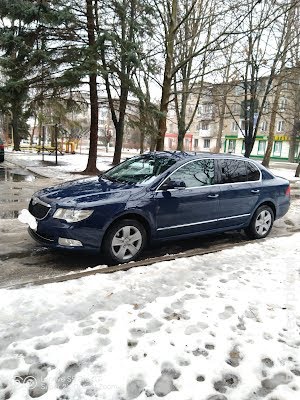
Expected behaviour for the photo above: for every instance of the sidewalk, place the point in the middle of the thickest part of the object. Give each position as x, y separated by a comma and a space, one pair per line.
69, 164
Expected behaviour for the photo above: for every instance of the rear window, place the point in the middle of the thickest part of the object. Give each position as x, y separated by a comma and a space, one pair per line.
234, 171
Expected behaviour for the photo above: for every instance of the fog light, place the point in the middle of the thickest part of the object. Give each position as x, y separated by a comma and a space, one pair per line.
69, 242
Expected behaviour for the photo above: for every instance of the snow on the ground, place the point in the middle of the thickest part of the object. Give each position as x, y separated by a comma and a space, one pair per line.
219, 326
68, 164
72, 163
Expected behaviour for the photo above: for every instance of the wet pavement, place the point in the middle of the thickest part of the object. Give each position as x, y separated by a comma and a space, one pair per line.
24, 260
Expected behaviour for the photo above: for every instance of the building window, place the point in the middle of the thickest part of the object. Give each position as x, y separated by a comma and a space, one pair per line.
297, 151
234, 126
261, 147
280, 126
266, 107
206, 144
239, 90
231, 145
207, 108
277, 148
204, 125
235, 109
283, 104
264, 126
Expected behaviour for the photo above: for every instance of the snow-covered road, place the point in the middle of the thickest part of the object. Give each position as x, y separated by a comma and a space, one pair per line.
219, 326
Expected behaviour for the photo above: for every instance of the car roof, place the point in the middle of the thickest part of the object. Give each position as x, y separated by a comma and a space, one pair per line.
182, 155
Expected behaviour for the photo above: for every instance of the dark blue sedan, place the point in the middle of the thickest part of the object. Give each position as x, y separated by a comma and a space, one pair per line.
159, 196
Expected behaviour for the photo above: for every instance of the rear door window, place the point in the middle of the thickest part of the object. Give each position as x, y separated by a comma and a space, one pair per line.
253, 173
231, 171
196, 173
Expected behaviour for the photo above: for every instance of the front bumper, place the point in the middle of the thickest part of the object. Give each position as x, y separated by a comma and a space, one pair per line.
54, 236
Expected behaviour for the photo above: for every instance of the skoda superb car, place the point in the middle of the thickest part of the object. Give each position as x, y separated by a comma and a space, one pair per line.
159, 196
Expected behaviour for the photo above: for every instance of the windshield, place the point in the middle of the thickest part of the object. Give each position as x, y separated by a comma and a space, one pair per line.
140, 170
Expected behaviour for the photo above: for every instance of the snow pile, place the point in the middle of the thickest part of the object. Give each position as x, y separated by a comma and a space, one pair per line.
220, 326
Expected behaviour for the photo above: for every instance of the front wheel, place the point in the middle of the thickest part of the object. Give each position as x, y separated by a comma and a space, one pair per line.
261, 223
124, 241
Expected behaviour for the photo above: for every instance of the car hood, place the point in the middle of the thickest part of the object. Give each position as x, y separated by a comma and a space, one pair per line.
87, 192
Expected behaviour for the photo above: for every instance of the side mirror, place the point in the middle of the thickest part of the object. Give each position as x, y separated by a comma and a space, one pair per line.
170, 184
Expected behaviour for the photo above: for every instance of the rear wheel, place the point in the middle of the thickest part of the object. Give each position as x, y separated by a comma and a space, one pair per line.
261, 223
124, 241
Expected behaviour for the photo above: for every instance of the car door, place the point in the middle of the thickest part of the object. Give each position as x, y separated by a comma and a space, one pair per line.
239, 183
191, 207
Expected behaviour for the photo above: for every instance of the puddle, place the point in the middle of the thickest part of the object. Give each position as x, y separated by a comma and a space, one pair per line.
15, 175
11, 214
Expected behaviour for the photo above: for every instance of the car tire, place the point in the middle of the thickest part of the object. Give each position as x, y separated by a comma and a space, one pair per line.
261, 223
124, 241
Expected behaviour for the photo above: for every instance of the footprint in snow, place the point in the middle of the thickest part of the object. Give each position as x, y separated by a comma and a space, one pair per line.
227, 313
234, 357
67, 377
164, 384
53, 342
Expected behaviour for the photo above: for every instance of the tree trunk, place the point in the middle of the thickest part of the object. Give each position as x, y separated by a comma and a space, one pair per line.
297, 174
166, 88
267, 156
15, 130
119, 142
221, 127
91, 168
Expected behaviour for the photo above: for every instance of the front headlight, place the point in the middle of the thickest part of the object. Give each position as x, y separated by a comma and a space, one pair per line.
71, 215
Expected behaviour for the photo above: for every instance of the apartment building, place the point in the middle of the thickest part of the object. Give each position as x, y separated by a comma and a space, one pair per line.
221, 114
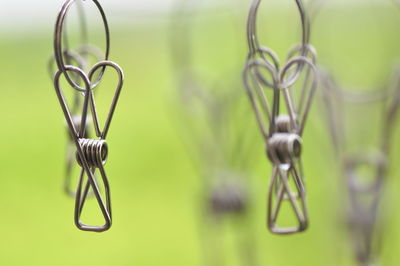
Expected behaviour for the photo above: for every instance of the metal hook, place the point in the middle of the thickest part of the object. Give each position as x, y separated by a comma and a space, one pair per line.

WHAT YOU WILL DO:
Return every entry from the listing above exactly as it stands, leaving out any picture.

ANSWER TO THIS EXERCISE:
Expected behaviour for the photo above: for every instance of the sidewalk, place the point in the middle of the thickest part of the object. Give each position as x, y separated by a comma and a space, one pair per line.
69, 164
Expected behaviour for the photo above: for every instance of the rear window, place the point in the middle of the thickest part of the object. Give each position as x, y separated by a comma and a space, one pair per line.
234, 171
Expected behaviour for the photo above: for every instance of the fog light, place the point in the middle of the thickest part of the object. Give each position as x, y separated by a comma and a space, one pair per line.
69, 242
Expected behaviour for the photo above: for every instance of the snow on the ground, place the point in the middle of the thickest part of the object. Give each position as x, y separated by a comma and a space, one pair per line.
219, 326
68, 164
72, 163
Expected behaviour for the photo above: for every instance of the wet pavement, place the point in the middle of the thickest part of the object. Give each position as x, y separated by a comma and a space, one pair per line.
24, 260
Expected behaviour for the photo above: for every instance of the building window, place the point in the middle of the thickest part of the object. Give each position as x, y separated by a comma and a space, one pair per line.
297, 151
234, 126
261, 147
280, 126
266, 107
206, 144
239, 90
231, 145
207, 108
277, 148
204, 125
235, 109
283, 104
264, 126
Expected behaviour for the photo above: for every instance of the snow-covered road, place the point in the middle of the thickest part of the object. Give each position as x, y separated by a comma and a space, one pair per line.
219, 326
Expected behaviour for the photo above: for every instance of the car roof, place the point in the middle of the thickest part of the object. Give each position as x, y separated by a comma and a space, one pair per line.
182, 155
Expected behaviour for the photo above: for every instance of the dark blue sedan, place the point in the middle of the thickest part of the object. Give each position as x, y separated by a comma and a space, one pair per line.
159, 196
Expected behaviour for the photo above: for every instance of the rear door window, place the point in the middle of the thickest part of the object. Give each position as x, y separated by a comma and a space, one pair per line.
253, 173
231, 171
196, 173
Expected behaviour for the photo above: for every instance of the front bumper, place the point in the middle of the thickest part of the object. Give each position as x, y separated by a comma and a space, one pair per line.
54, 236
Expected behaviour for the photo above: for every instance of the skoda superb car, place the point in the middle of the thickest part of the object. Give each position as x, y separated by a comma and a space, one pair per line.
159, 196
Expected behaviour for the photo above: for every instance of the windshield, place the point in the middle of the thickest part of the object. Give each position as x, y separated by a comma and a space, one pair per line.
140, 170
Expected behaviour for the photo above: for every instance of the snow pile, place the point in the middle of the thickest part of the object. Give each position as x, y separated by a comma and a space, one pair per line.
220, 326
Expected behaviour for the photo above: for every instance of the front wheel, place the point in the middle of the thickest part of the object. Give each position as x, y separated by a comma and a space, one pair per line.
261, 223
124, 241
Expected behaviour for the photo above: for every instance of the car hood, place the point in the middle of the thickest part of the object. Give each position as x, y separated by a comma and a space, one pair per line.
87, 192
Expected behaviour for the photo above: for every instance of the side mirror, place the point in the middle of the thickest part of the object. Give each position as x, y separated by a comma and a space, one pair per line.
170, 184
Expected behaviour for the photo above: for every instance of the rear wheel, place the point in the middle of the thickest part of the object. Give each position as x, y separated by a comma and a space, one pair per line.
261, 223
124, 241
Expected behaviour for the photo above: for every instance of the car door, place the point in the middle of the thickest part of the object. Give each position as x, y separated by a comma and a space, one pair per line.
239, 183
191, 207
Expected behaviour for the photo above: for every instance of the puddle, place the point in the middle of the thickest part of the object. Give each position as x, y separated by a comma and a space, one pair per line.
15, 175
11, 214
Expected behaviour for the photo above: for every instance of the car tire, place the point in the middle of the thickest part of the object. Give each position as x, y separated by a comma and a space, one pair per line.
261, 223
124, 241
Expected behaviour for the photo above: for every instance of the footprint in snow, place the point in the middle of the thickest part of the object. Give each position as x, y separated by a comma and a space, one pair per line.
227, 313
234, 357
67, 377
164, 384
53, 342
Expected behaviour for the photo above: for every instance of the tree trunk, place the point in the middle of the thickest part of the object. Give each position as x, y separated by a comma and a space, one pair per line.
297, 174
166, 88
267, 156
15, 130
119, 142
221, 127
91, 168
Expected behaviour for the photo above: for every instance of the front headlight, place the point in the middle of the thickest part of the object. Give each position as x, y separated by a comma and a space, one pair per line.
71, 215
Expected behaviour for the photo above: for every instance of the apartment building, place the point in the middle of the thickest part of the object. Give each position as x, y separated by a comma and a space, one pair per line.
221, 114
Expected behaviour for the photo above: for every instance of the metal hook, place the point in the middle of the thickest part of the object. Give each position as x, y separated by a comma and a space, one pair per line.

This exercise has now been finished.